*PROBLEM A*: Copy out the text on the Corporations Act amendments word for word, in full.

*DOCUMENT*:
2. Distribution of profit and other equity capital (Sec. 34 of the Corporations Act)
The amendment now explicitly allows for an option that had previously only been inferred from the law by way of interpretation – namely, that the payout of profit and other capital resources of the company is possible at any time until the end of the fiscal year following the fiscal year for which the financial statements were compiled and approved that serve as the basis for such distribution of profit or other capital resources. Unlike the previous rule, this new rule for the distribution of company resources expressly also applies to other equity capital.
3. Prevention of chaining of legal entities in elected bodies of companies (Sec. 46 (3) et seq. of the Corporations Act)
Legal entities that are a member of an elected body of a corporation must promptly authorize a single natural person to represent them in that body. Unless a natural person has been authorized and entered in the Commercial Register, it will not be possible to enter the legal entity as a member of the elected body. If the legal entity does not authorize a natural person in this manner and no such person is entered in the Commercial Register within three months from the moment at which the position came into existence (or, in the case of previously elected members, within three months from the day on which the amendment came into force, i.e. by April 1, 2021), then the corporate office of the legal entity expires. Thus, under the amendment, one cannot in the case of corporations rely on the concept set out in the Civil Code according to which legal persons who are members of an elected body of another legal person and do not authorize a natural person to represent them will be represented by a member of their own statutory body.

*THE RECORDS*:
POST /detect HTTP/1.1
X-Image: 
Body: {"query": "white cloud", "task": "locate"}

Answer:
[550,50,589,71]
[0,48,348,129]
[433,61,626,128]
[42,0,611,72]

*PROBLEM B*: Write out the records above again, changing "white cloud" to "dark cloud" and leaving everything else as it is.

*FINISHED ANSWER A*:
2. Distribution of profit and other equity capital (Sec. 34 of the Corporations Act)
The amendment now explicitly allows for an option that had previously only been inferred from the law by way of interpretation – namely, that the payout of profit and other capital resources of the company is possible at any time until the end of the fiscal year following the fiscal year for which the financial statements were compiled and approved that serve as the basis for such distribution of profit or other capital resources. Unlike the previous rule, this new rule for the distribution of company resources expressly also applies to other equity capital.
3. Prevention of chaining of legal entities in elected bodies of companies (Sec. 46 (3) et seq. of the Corporations Act)
Legal entities that are a member of an elected body of a corporation must promptly authorize a single natural person to represent them in that body. Unless a natural person has been authorized and entered in the Commercial Register, it will not be possible to enter the legal entity as a member of the elected body. If the legal entity does not authorize a natural person in this manner and no such person is entered in the Commercial Register within three months from the moment at which the position came into existence (or, in the case of previously elected members, within three months from the day on which the amendment came into force, i.e. by April 1, 2021), then the corporate office of the legal entity expires. Thus, under the amendment, one cannot in the case of corporations rely on the concept set out in the Civil Code according to which legal persons who are members of an elected body of another legal person and do not authorize a natural person to represent them will be represented by a member of their own statutory body.

*FINISHED ANSWER B*:
POST /detect HTTP/1.1
X-Image: 
Body: {"query": "dark cloud", "task": "locate"}

Answer:
[550,50,589,71]
[0,48,348,129]
[433,61,626,128]
[42,0,611,72]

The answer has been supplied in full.